## Extract provided

%%

Announced on the 8th of December 2022 in the VAT Directive 2006/112/EC, the EC has detailed mandatory obligations under the pillar “digital reporting requirements 2025-2028”. The EC’s directive aims to recover billions of VAT lost each year from fraudulent invoices and fraudulent VAT claims. The new legislative package will help Member States prove in real-time the business VAT expected and the VAT claimed.
What does this mean for European Member State businesses who are not already using electronic invoicing processes? It’s time to transition from paper and PDF invoicing processes to electronic, structured formats!
Digital reporting requirements: What has been announced?
The VAT Directive 2006/112/EC details two sections that involve European businesses and their invoicing processes:
- Mandatory intra-community electronic invoicing
- Mandatory business-to-business (B2B) intra-community digital reporting requirement
Let’s break down what these mean for the average business.
Mandatory intra-community electronic invoicing
The directive states that all businesses must have the processes in place to be able to receive and issue electronic invoices in their intra-community trades by 2028, complying to the European standard for e-invoicing (EN 16931). However, there is no provision of how invoices will be exchanged between a supplier and a buyer.
The existing legislation required that the issuance of electronic invoices is subject to the acceptance of the recipient. This requirement hindered Member States from implementing mandatory electronic invoicing. The directive changes the situation, imposing e-invoicing as the default means of invoicing. According to the proposal, Member States can choose whether or not to apply mandatory e-invoicing also for B2B domestic transactions, with the condition to keep the structured format to the European Standard. Clearance systems, where prior validation of the invoice by the tax authorities before submitting to the customer is needed, are not in scope of the directive.
Nevertheless, Member States with existing mandatory e-invoicing systems in place will need to align their reporting requirements to the pan-European one by 2028.
Mandatory business-to-business intra-community digital reporting requirement
From 2028, all businesses will have to digitally report their intra-community business-to-business (B2B) transactions. The aim of this part of the directive is to improve reporting requirements, and therefore unlock the opportunities provided by digitalisation. Opportunities such as improving the VAT collection from tax authorities’ perspective and reducing the compliance burden and costs for businesses.

%%

## Entries
%%

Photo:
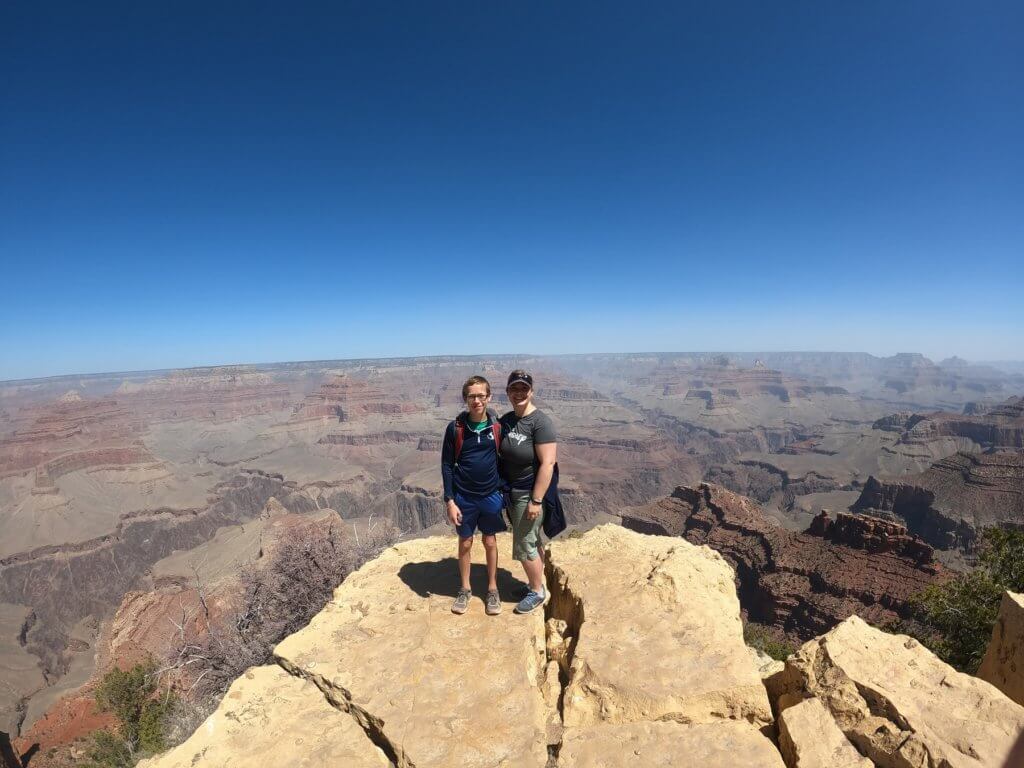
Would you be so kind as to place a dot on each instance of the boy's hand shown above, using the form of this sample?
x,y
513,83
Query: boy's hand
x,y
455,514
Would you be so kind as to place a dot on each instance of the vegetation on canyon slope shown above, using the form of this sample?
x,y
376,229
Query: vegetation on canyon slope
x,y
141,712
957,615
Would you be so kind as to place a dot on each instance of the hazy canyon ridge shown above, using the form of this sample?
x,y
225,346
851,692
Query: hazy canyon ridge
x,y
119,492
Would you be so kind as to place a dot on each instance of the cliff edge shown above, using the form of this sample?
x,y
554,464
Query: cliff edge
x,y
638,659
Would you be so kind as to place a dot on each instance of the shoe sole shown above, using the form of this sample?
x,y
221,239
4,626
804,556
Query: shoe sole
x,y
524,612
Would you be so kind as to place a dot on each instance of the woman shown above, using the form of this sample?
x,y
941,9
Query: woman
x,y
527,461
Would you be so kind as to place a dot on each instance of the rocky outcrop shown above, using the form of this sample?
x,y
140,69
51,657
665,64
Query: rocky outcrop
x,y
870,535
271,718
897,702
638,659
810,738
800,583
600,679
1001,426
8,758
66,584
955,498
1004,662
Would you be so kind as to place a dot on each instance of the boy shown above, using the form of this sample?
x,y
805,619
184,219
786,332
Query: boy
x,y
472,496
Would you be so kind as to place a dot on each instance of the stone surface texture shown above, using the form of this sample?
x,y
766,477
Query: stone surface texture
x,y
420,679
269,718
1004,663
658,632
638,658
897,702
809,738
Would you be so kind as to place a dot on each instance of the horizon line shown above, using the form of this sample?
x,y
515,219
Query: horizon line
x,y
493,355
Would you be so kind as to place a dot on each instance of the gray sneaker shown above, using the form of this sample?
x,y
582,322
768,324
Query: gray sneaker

%%

## Goal 1
Answer these questions using the text on EU VAT digital reporting:
(a) What European standard must electronic invoices comply with?
(b) What kind of system does the text say is not in scope of the directive?
(c) From which year must all businesses digitally report their intra-community B2B transactions?
## Goal 2
Pick up the text on EU VAT digital reporting after its last sentence and continue it.

## Reply 1
(a) EN 16931.
(b) Clearance systems, where the tax authorities must validate the invoice before it goes to the customer.
(c) 2028.

## Reply 2
What does this mean for the average business? Each business must be able to digitally report each and every intra-community B2B invoice within two days of issuance.
Many Member States looking to mandate this part of the directive may wish to use electronic invoicing to meet the digital reporting requirements. National tax administrations will share the data through a new IT system, so the recapitulative statements submitted by the companies will no longer be needed. Meaning that businesses must create a structured electronic invoice that either is sent to a central government platform for reporting purposes, or that the business’ e-invoicing provider can feed the relevant information from the invoice to the government, meaning no extra work for the business.
Electronic invoicing formats and models come in many shapes and sizes, usually dictated by each Member State’s tax authority. The EC’s new directive does not state which formats and models must be used, as long as they comply with the European standard for electronic invoicing (EN 16931) and guarantee interoperability with it.
What is the aim of the new directives?
The main aim is to close Europe’s VAT gap, currently made up of billions of Euros from all Member States. By reporting each and every intra-community business invoice, Member States can prove the VAT declared and the VAT expected. This reduces VAT fraudulent claims and facilitates a higher VAT revenue income.
And what about the aim for businesses? At first glance it can seem that the new directives may not be in businesses' favour. However, the directives provide businesses a great opportunity.
Businesses have a chance to really look at their full supply chain process and evaluate if their procure-to-pay and order-to-cash processes can be more efficient. Electronic invoicing creates this opportunity by reducing manual invoice tasks and improving invoice visibility and payments.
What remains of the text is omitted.